** WORK ORDER A **
Print the part of the data-oriented programming talk that runs from "And the system" down to "takes to run a program.".
** WORK ORDER B **
In the talk on data-oriented programming, why does the speaker call the library management design complex? Answer in one to three sentences.
** WORK ORDER C **
Go on with the transcript of the talk on data-oriented programming, picking up after its last sentence.
EXCERPTED TEXT START
Conf42: Enterprise Software 2021

Data-Oriented programming

Video size:


Data-Oriented programming is a paradigm that aims at reducing the complexity of software systems and making the development experience more productive. Data-Oriented programming draws a clear separation between code and data and treats data as a value that is manipulated by general-purpose functions. In this talk, we illustrate the principles of Data-Oriented programming in the context of a Java production system.

After attending this talk, you will be able to apply Data-Oriented programming principles in Java, and reduce the complexity of the systems you build.


This transcript was autogenerated by OpenAI's Whisper. To make changes, submit a PR.

I'm really glad to be here at Conf42 for my talk about data oriented programming in Java.

The purpose of this talk is to give you a couple of insights that hopefully are going to help you to liberate yourself, at least a bit from the complexity of objects.

A couple of words about myself, I have been a developer since 2001, first in C++, then in Java, also JavaScript, Ruby and Closure.

And I'm the author of a book named Data oriented programming.

And in this talk, I'm going to share a couple of insights from the book and how to apply the principles of data oriented programming in Java.

And if you find my talk interesting, you might want to purchase the book, and I'll give you a coupon for discount at the end of the talk.

And you can follow me either on Twitter or on my blog at blog.



So what is data oriented programming? Data oriented programming is a programming paradigm and at reducing the system complexity by treating data as a first-class citizen.

What do we mean by complexity? If you look for complexity in the dictionary or in Wikipedia, you will find first the definition of computation, computational complexity, which is the amount of resources, machine resources like CPU or memory, that are required to run a program.

But there is another meaning of complexity, which is the system complexity.

And the system complexity is the amount of human brain resources required to understand a system.

So computational complexity is the time it takes to run a program.

And system complexity is the time it takes to understand a program.

And data oriented programming aims at reducing the system complexity.

In other words, when a system is written according to data oriented programming principles, the system is easier to understand, to maintain, or to add new features.

So let's ask ourselves what usually makes a system complex.

In my book and in this talk, we are going to take a classic example.

Imagine you need to design and implement a library management system, discipline the object-oriented developer.

So the first thing you do is to think about the design, the classes, the objects, and the relationships between the classes of your system.

And you might come up with a design like the one on the screen, where the entities, the main classes are the library, the library as a catalog, and the user management.

And in the catalog, we have books and authors, and books as book items.

And in the user side, we have different kinds of users.

We have librarians that can add books to the library, and we have members that can borrow books from the library, and members have booklandings, and booklandings belong to book items.

And you will probably come up with a design similar to the one that is on the screen right now.

If you are an experienced Java developer, you are probably going to use a couple of smart design patterns that might make the design a bit simpler, smarter, whatever.

But my point here is that the system here is complex in the sense that it's hard to understand.

And if you take a further look at this URL diagram, you might find that there are the sources of the complexity of the system, is that we have nodes in the system in the graph with many edges.

Look at the library and class.

It is connected to one, two, three, four, five, six classes.

It's a big number, six, in terms of relationships between nodes.

Another thing that makes the system complex is that we have many kinds of a rows of relationships between classes.

We have association, like, for example, between book and author.
EXCERPTED TEXT END
DATA FOR ANALYSIS START
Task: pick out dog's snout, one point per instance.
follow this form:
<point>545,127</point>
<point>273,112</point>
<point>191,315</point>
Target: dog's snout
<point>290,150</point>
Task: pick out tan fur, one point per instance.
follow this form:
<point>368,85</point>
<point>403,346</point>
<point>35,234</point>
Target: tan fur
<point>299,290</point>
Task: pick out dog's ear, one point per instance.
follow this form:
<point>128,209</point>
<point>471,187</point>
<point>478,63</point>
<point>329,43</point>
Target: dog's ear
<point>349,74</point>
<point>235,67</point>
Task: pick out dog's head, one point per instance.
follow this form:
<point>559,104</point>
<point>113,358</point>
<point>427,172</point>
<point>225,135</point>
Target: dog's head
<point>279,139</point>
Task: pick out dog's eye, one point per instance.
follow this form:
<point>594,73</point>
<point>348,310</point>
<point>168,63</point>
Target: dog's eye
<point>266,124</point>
DATA FOR ANALYSIS END
** ANSWER SECTION A **
And the system complexity is the amount of human brain resources required to understand a system.

So computational complexity is the time it takes to run a program.

** ANSWER SECTION B **
The speaker calls the design hard to understand because its graph has nodes with many edges. The library class, for instance, is connected to six classes. The speaker also points to the many kinds of relationships between classes, such as the association between book and author.

** ANSWER SECTION C **
We have composition between catalog and book.

We have inheritance between librarian and user, and also between member and user.

And we have usage relationship between, let's say, librarian and book item.

So it's a burden on our mind.

And this is what I mean by a complex system.

It takes time and energy and effort to understand a classic object-oriented system.

So the first thing that data-oriented programming guides us to do is to separate between code and data.

Usually, in object-oriented programming and Java, we tend to encapsulate data inside classes.

And to mix together data and behavior inside classes that provides methods that manipulate or modify the state of the object.

And look at what happens if we simply split each class of our system into two classes, where one class is responsible for the code, the behavior, and the other class is responsible for the data.

For example, we take the library class that mixes data and code together, and we split it to a library code class and a library data class.

And the same, we take the catalog class and we split it between catalog code and catalog data and

so forth and

so forth.

And what happens in terms of system complexity is that instead of one system with many relationships between the nodes, we get two disjoint systems with much simpler relationships between the nodes or the classes of the system.

And this is really a great benefit for our mind.

It makes the system much easier to understand, to reason about, and to maintain.

And the reason is that we have separation of concerns.

We have code on one hand and data on the other hand.

And also we have constraints on the code diagram on the left.

All the methods in our classes on the left are going to be stateless.

I will be going to see in a moment.

And the relationship between code classes is only usage relationships.

And the same on the data diagram, we have another set of constraints, which is that the only relationships between data classes are either association or composition.

So putting constraints on our diagram tend to make the overall system less complex, easier to understand.

So instead of the big mess or the complex system that we add on the left, where code is mixed with data, we get a simpler system made of two disjoint systems.

And this is huge benefit for our brain.

Let's see no practically how we do that in Java, how we separate between code and data in Java.

Actually it's quite simple.

We put data on classes that have only members of course, getters and setters.

For example, and also data will have a first name and the last name.

That's it.

No methods beyond setters and getters.

And for the code, we have classes like author code with only static methods.

No state, no data.

The data that is to be processed by the method is passed as an explicit argument to the method.

So for example, if we have a data object representing is that as a month and we want to calculate the full name of this author.

Instead of what you are probably used to as a month dot full name, we call author code full name, which is a static method.

And we pass to it as an argument, the object with the data that we want to process and it returns a stream is that as a month.

So that's how we separate between code and data in Java.

We have data classes with member only and code classes with static methods only.

So that the first benefit that we gain from data oriented programming, it makes the system easier to understand.

Now we are going to move forward and see what how we can make the code easier to understand.

And for that, we are going to ask ourselves what usually makes code hard to understand.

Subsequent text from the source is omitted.